*Task to complete*
Collect every line below that contains the word "What", and copy each of those lines.

⁂

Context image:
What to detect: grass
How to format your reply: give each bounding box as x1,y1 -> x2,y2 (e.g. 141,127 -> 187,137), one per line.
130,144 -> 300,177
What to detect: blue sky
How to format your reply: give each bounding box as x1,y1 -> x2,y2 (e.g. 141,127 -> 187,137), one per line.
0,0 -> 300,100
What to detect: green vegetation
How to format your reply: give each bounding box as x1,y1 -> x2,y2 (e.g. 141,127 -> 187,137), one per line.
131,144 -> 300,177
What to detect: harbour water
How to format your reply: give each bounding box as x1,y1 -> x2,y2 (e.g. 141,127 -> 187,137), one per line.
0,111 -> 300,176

⁂

*Task output*
What to detect: grass
What to detect: blue sky
What to detect: green vegetation
What to detect: harbour water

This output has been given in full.